Task goal:
The output should be exactly the lines from the one containing "I would be grateful if you could mark the flowering" through the last line of the records, and only those.

(Given information begins)

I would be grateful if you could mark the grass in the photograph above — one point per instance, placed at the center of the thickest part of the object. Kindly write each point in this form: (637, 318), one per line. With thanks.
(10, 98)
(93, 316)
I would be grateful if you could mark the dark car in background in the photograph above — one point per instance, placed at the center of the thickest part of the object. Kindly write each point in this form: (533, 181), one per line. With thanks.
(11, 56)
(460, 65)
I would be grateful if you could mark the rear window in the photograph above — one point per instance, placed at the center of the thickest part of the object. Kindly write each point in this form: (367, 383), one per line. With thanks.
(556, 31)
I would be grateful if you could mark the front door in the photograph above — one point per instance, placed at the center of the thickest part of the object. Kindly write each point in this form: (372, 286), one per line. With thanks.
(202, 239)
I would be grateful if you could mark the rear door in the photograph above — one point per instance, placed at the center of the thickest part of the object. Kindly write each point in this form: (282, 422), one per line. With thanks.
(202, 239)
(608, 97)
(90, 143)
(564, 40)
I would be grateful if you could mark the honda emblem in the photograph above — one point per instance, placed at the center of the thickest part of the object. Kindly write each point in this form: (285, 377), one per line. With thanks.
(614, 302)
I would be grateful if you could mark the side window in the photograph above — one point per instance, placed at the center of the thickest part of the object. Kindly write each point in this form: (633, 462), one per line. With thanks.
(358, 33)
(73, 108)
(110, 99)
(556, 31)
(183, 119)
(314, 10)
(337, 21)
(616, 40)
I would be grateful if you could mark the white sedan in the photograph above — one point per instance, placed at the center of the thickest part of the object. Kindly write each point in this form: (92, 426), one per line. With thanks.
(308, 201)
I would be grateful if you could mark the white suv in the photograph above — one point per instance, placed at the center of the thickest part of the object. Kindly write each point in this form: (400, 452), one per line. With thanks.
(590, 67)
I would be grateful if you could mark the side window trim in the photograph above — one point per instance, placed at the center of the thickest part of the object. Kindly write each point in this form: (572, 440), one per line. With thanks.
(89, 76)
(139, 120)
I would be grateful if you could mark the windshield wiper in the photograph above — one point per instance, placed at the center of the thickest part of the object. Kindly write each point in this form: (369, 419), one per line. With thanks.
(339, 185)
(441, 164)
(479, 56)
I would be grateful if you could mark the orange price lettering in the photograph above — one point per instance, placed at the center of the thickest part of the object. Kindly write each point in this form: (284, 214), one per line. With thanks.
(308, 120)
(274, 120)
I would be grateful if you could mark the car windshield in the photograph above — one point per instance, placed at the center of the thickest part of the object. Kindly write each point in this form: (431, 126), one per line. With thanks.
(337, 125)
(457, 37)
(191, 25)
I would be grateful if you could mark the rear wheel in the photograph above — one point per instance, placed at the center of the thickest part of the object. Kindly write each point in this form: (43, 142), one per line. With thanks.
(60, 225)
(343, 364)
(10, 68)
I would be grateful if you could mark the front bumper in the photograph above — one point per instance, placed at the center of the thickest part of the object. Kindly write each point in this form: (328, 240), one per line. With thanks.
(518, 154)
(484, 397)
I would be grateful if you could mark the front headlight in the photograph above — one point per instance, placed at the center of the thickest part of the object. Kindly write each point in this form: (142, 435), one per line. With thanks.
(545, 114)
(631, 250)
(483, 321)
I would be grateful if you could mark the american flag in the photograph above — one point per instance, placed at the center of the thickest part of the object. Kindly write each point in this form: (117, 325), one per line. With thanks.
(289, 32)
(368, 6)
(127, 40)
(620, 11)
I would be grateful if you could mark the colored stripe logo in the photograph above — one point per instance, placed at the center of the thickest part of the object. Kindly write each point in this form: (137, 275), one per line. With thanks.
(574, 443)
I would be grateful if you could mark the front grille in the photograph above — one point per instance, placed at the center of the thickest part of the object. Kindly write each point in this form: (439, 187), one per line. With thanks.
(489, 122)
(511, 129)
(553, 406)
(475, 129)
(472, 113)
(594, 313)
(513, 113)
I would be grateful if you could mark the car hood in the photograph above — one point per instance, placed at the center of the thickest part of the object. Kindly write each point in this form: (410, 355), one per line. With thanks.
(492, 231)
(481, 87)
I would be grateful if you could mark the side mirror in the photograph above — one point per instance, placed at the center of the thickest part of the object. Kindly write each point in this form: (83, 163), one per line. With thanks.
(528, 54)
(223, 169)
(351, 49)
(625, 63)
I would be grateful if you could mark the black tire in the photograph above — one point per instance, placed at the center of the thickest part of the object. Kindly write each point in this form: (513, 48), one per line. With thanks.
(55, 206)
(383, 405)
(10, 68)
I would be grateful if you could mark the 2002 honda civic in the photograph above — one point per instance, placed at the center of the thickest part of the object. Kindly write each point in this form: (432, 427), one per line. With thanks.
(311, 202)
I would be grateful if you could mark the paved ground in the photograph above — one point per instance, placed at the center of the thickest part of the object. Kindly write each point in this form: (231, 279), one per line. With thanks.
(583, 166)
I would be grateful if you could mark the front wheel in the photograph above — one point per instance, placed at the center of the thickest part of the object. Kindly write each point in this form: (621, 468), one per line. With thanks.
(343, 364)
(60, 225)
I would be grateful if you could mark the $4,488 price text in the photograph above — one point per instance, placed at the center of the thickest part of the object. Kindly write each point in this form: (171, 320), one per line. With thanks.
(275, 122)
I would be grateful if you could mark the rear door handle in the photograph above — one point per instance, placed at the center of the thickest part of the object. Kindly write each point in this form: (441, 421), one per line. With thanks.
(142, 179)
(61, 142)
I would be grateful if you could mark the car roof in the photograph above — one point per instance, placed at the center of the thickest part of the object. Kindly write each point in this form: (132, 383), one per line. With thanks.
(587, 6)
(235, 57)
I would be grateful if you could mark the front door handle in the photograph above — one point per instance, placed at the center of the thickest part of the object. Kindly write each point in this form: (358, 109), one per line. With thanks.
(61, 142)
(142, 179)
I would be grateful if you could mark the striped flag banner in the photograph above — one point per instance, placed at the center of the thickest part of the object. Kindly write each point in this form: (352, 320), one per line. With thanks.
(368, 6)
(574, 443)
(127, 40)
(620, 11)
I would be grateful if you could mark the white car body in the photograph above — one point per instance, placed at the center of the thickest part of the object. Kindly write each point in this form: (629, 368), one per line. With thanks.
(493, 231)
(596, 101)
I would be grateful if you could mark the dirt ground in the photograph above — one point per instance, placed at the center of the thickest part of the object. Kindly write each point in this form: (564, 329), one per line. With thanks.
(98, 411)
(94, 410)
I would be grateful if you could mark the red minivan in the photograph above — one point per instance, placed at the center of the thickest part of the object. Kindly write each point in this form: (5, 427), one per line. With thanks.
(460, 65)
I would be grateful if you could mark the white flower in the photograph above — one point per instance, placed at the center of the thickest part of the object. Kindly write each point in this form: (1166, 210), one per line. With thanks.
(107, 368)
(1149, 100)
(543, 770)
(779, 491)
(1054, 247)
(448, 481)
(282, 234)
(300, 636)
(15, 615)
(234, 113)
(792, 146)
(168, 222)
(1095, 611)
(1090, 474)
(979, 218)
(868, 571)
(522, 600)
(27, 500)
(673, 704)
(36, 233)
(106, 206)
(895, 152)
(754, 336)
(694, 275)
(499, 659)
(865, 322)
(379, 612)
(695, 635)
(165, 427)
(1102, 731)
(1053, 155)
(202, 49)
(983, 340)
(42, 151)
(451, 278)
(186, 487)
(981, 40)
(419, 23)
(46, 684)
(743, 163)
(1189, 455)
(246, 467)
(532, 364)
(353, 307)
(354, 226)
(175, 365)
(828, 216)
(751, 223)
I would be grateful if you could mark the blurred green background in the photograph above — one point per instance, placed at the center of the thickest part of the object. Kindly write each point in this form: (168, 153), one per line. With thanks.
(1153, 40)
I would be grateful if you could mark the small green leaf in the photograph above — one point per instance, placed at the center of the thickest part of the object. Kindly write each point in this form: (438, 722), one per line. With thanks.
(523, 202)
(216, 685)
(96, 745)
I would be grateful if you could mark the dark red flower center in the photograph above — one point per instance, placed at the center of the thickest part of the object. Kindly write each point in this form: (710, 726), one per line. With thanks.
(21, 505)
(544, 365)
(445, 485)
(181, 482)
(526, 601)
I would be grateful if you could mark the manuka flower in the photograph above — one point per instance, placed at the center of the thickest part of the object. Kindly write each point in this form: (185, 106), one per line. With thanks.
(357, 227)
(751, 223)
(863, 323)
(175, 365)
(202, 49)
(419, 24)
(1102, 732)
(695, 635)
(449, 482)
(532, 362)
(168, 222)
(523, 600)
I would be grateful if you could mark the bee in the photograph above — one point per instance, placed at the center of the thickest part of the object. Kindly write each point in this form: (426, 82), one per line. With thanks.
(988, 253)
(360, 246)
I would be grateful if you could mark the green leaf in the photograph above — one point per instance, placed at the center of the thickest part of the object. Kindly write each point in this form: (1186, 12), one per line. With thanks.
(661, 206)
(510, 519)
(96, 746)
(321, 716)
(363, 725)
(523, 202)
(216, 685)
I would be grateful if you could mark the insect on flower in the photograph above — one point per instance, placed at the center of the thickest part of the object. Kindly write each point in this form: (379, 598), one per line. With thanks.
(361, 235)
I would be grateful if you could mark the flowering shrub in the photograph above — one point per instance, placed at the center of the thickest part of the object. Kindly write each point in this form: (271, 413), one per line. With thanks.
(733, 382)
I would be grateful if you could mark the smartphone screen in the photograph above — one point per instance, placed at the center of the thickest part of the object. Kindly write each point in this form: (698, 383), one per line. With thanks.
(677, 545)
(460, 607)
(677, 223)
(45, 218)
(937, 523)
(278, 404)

(Given information ends)

Exercise output:
I would be grateful if you could mark the flowering shrub in the photograph above — one point per instance, placed at the center of the thickest part of the object. Kindly write each point in this form: (271, 413), one per line. With thanks.
(733, 382)
I would be grateful if you could mark the smartphone screen in the photograph above — one point per instance, placed at the center of the thickest part of the object. Kindly write each point in this form: (698, 383), one per line. With thanks.
(677, 545)
(460, 607)
(677, 223)
(45, 218)
(937, 523)
(278, 404)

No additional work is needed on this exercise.